WHAT YOU NEED TO DO:
a – Why, according to the court opinion, was Mosson injured so badly in the collision? Answer in one to three sentences.
b – In the court opinion, who represented the appellant?
----- SUPPLIED PASSAGE -----
LIBERTY FAST FREIGHT CO., Inc.

No. 118.

Circuit Court of Appeals, Second Circuit.

January 5, 1942.

Nathan Walker, of New York City, for appellant.

Desmond T. Barry, of New York City, for appellee.

Before L. HAND, SWAN, and CHASE, Circuit Judges.

L. HAND, Circuit Judge.

The plaintiff, the administratrix of one, David Mosson, appeals from a judgment dismissing her action entered upon the verdict of a jury. The action was to recover damages for her intestate's death in a collision between a car in which he was being driven and a truck owned and operated by the defendant. The car turned to the left *449 at a street crossing and the truck, coming in an opposite direction along the street from which the car turned, struck the car on the right side; Mosson, being seated at the driver's right, was so badly injured that he died a few days later. The plaintiff raises three questions upon this appeal: the submission to the jury of the contributory negligence of the driver of the car; the admission of certain testimony; and a restriction imposed upon her right to examine the whole of a document, part of which was admitted in evidence. These we shall take up in that order.
----- INFORMATION PROVIDED -----
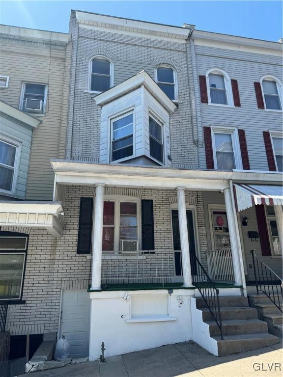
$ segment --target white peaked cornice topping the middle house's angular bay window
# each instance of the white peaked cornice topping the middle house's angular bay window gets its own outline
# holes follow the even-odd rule
[[[144,85],[146,89],[153,95],[153,97],[170,113],[173,113],[176,109],[176,105],[170,100],[170,98],[164,93],[157,83],[152,80],[146,71],[142,71],[130,79],[127,79],[120,84],[113,86],[105,92],[98,94],[94,97],[96,105],[103,106],[114,99],[125,95]]]

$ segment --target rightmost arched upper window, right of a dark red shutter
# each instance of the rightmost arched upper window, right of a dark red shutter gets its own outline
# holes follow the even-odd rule
[[[264,76],[260,80],[266,109],[282,110],[282,85],[273,76]]]

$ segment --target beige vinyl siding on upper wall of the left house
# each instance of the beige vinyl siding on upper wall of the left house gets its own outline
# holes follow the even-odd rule
[[[44,115],[37,115],[42,122],[32,135],[26,199],[51,200],[54,173],[49,160],[64,157],[65,149],[66,110],[62,112],[62,105],[66,108],[68,99],[66,46],[3,38],[0,53],[1,74],[10,77],[8,88],[0,90],[2,101],[19,108],[23,82],[48,85],[46,111]],[[60,142],[60,136],[63,142]]]

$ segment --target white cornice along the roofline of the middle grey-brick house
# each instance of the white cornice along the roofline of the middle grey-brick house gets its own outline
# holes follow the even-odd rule
[[[191,29],[76,11],[81,27],[185,43]]]

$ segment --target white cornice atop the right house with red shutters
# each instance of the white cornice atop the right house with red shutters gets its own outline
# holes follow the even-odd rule
[[[192,39],[198,46],[282,56],[281,42],[264,41],[261,39],[245,38],[202,30],[193,30]]]

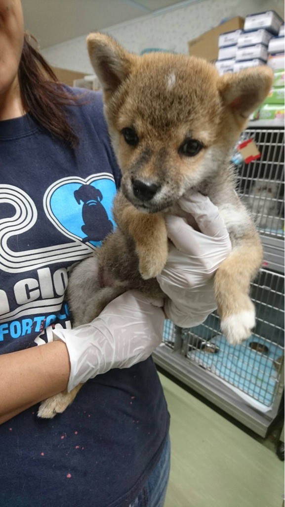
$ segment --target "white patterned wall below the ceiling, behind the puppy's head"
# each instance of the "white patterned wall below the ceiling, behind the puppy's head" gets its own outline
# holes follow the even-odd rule
[[[223,19],[272,9],[283,18],[283,0],[201,0],[102,31],[135,53],[149,47],[187,53],[187,41],[217,26]],[[53,66],[91,74],[85,40],[86,36],[52,46],[43,50],[43,55]]]

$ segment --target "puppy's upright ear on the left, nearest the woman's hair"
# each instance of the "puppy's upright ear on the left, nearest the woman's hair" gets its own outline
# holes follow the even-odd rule
[[[91,63],[106,93],[113,93],[128,77],[136,56],[104,33],[90,33],[87,47]]]

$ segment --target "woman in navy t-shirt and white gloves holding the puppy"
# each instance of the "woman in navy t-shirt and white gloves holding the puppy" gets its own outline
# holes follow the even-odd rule
[[[150,354],[165,313],[130,291],[71,330],[68,271],[100,245],[84,240],[78,190],[96,189],[87,202],[100,201],[110,229],[120,174],[101,95],[56,82],[24,33],[20,0],[0,0],[0,161],[0,504],[161,507],[169,414]],[[213,274],[230,241],[207,198],[181,205],[201,232],[169,218],[160,283],[167,316],[189,327],[215,308]],[[38,402],[82,375],[90,380],[63,414],[37,417]]]

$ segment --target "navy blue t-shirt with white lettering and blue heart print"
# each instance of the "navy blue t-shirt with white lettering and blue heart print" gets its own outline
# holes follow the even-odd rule
[[[102,97],[90,92],[67,111],[80,138],[75,152],[30,115],[0,122],[0,353],[39,346],[53,327],[71,327],[68,269],[114,227],[120,173]],[[96,203],[93,229],[87,195]],[[128,507],[169,428],[151,358],[88,381],[52,420],[36,412],[0,426],[2,507]]]

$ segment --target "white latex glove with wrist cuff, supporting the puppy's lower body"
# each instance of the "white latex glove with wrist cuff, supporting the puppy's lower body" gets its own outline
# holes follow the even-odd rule
[[[70,358],[67,390],[112,368],[130,368],[147,359],[162,340],[163,301],[129,291],[109,303],[90,324],[53,330]]]

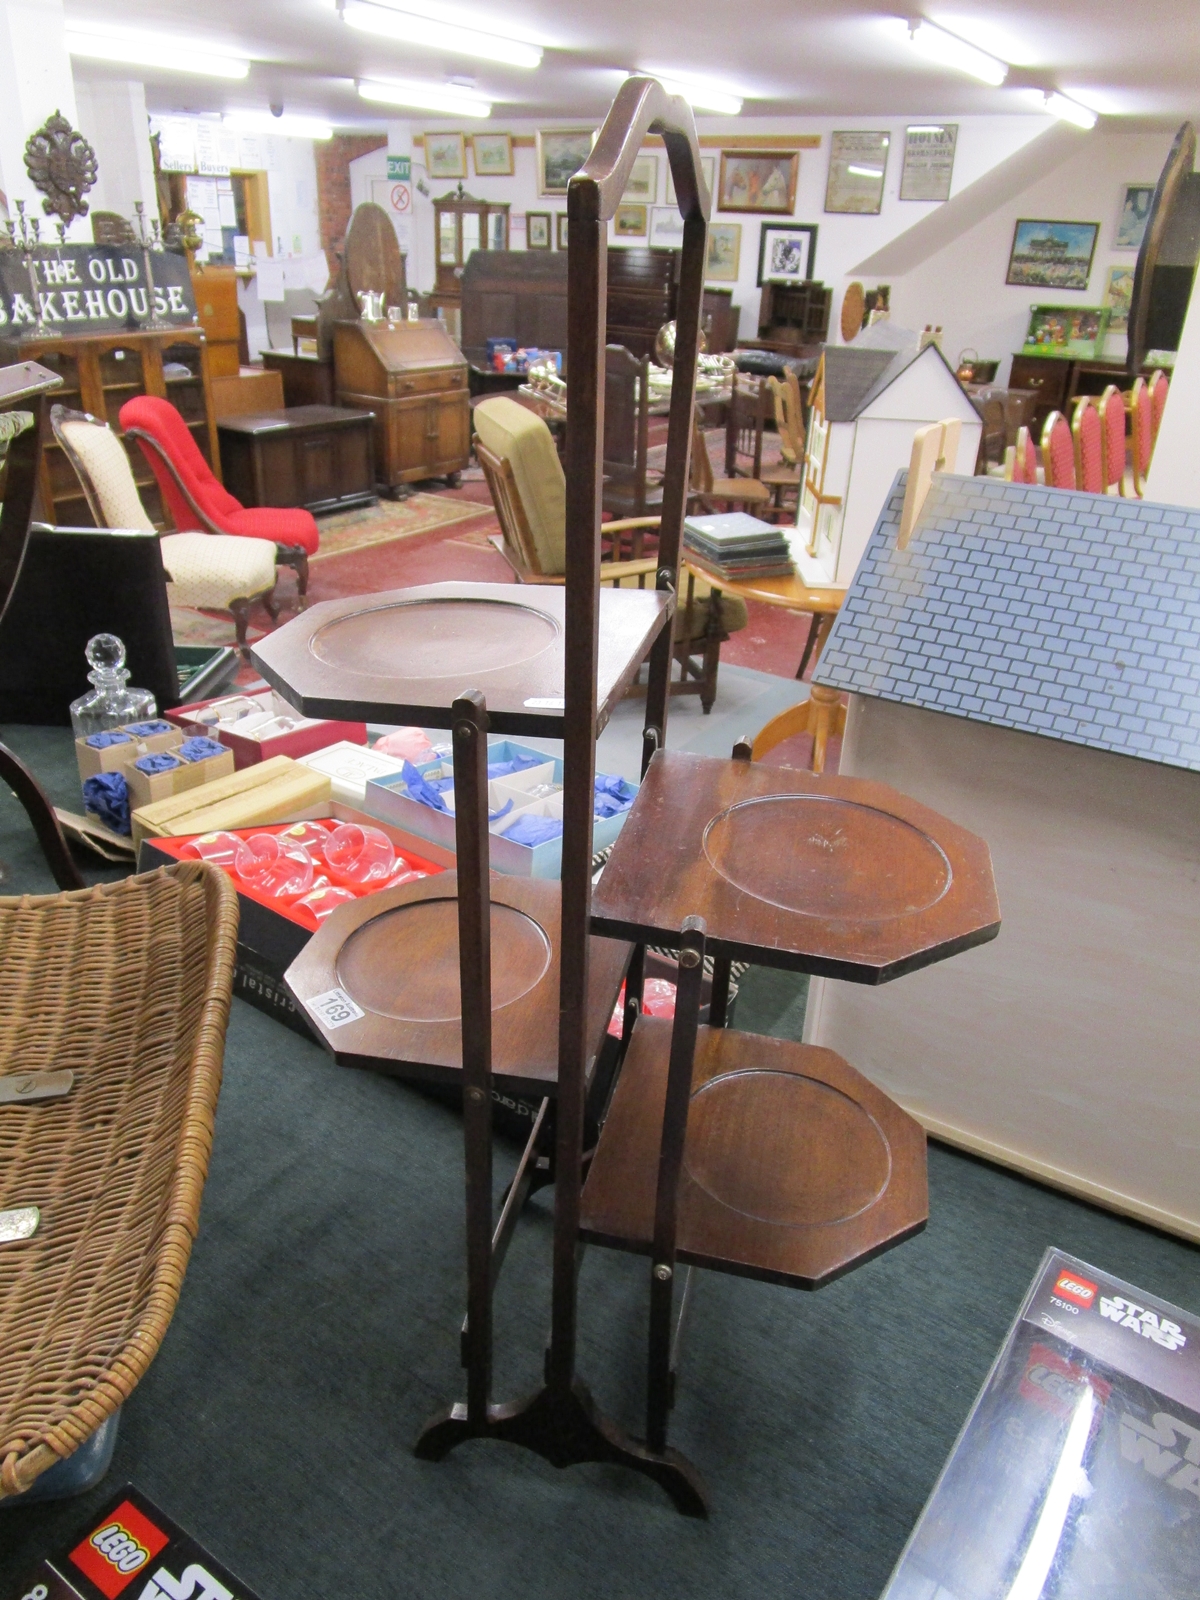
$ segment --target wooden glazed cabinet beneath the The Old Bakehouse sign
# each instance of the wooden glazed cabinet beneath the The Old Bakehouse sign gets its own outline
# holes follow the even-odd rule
-----
ANSWERS BY ITEM NUMBER:
a – The car turned left at a street crossing, and the defendant's truck, coming from the opposite direction, struck the car on its right side. Mosson was seated at the driver's right, so he took the impact and was injured so badly that he died a few days later.

b – Nathan Walker, of New York City.